[[ PROVIDED TEXT open ]]

Ammo stocked behind the counter in a locked cabinet on the wrong SKU sticker isn't a consumer putting it back wrong. It's likely an employee who didn't pay attention.
A patient and friendly explanation that "I saw it on the shelf with a $23 price is why I asked for it" might have gone further.
"I tell the kid to give me" says a lot about the way the transaction was initially handled, I'm not surprised things went downhill from there.
Nonetheless, product is put on shelving in the wrong place all the time, and Weights and Measures isn't likely even going to return your phone call in the same day. They are mostly guys driving around in heavy trucks checking scales and gas pumps, getting someone else out of the office to drive from the next metro over just to arbitrate the price of a misplaced box of ammo is only possible in the life of an internet poster.
Honest mistakes like this happen every day, a polite and respectful approach can win the day either way. Very few intend to beat down the store, and an empowered and well taken care of employee would head off adding to his managers workload by taking care of it himself.
I work retail, and I can tell you how you approach the clerk is pretty much how you will be treated in return. In balance, most employees can respond in kind and keep their job. It's when it doesn't seem justified that there is something else going on, and 9 times out of 10, that manager treats that employee in a biased and unfair manner. It rolls downhill from there.
THAT is how I talk to their supervisor - put the onus on them by not allowing the clerk to handle a simple mistake and fix it so I can be a happy customer. There's your insight into Walmart management - they can't trust their employees to do the right thing and would rather lose the sale first. Not the clerks fault he's doing what he was told.

[[ PROVIDED TEXT closed ]]

* _PROBLEM_:
Answer these questions from the post about the mispriced box of ammo:
1. Where was the ammo stocked?
2. What do the Weights and Measures staff mostly do?
3. In what field does the writer work?

[[ SOURCE INFORMATION open ]]

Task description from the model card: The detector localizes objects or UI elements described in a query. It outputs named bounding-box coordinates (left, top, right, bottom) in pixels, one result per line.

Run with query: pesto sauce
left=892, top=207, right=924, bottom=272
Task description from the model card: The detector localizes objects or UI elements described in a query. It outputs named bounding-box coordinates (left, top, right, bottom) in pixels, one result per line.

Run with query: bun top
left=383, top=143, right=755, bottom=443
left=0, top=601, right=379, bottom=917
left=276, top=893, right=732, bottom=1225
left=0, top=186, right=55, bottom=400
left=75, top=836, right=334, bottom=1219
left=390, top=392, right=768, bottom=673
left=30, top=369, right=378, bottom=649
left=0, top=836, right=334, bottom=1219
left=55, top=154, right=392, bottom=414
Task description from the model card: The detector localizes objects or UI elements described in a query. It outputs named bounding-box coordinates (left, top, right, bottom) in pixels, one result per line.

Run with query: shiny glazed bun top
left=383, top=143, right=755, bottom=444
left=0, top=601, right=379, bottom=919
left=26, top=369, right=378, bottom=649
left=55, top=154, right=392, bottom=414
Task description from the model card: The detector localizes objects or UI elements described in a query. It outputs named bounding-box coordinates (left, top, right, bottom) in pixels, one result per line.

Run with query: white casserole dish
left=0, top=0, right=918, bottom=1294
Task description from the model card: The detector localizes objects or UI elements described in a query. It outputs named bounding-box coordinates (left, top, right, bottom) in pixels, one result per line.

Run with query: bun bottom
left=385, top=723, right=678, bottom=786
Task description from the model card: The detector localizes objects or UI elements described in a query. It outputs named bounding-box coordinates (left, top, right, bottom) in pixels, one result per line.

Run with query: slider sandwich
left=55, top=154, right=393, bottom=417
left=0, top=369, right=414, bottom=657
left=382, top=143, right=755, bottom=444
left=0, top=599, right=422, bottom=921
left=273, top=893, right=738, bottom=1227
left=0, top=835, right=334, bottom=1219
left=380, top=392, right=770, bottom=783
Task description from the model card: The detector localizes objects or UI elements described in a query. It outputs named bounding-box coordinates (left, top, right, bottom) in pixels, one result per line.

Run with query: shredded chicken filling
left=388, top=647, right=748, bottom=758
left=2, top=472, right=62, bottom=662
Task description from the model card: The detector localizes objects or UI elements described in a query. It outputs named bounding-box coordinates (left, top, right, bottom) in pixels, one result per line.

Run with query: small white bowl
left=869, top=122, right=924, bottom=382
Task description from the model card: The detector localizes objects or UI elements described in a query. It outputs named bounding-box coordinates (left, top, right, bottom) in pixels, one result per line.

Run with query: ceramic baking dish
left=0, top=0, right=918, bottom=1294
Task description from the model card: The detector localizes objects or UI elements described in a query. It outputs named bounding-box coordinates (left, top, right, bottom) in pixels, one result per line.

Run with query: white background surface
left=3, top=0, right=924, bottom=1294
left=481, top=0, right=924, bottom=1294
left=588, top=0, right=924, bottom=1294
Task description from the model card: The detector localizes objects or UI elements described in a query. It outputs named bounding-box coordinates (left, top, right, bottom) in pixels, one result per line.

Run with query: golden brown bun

[[ SOURCE INFORMATION closed ]]

* _OUTPUT BELOW_:
1. Behind the counter in a locked cabinet, under the wrong SKU sticker.
2. They drive around in heavy trucks checking scales and gas pumps.
3. Retail.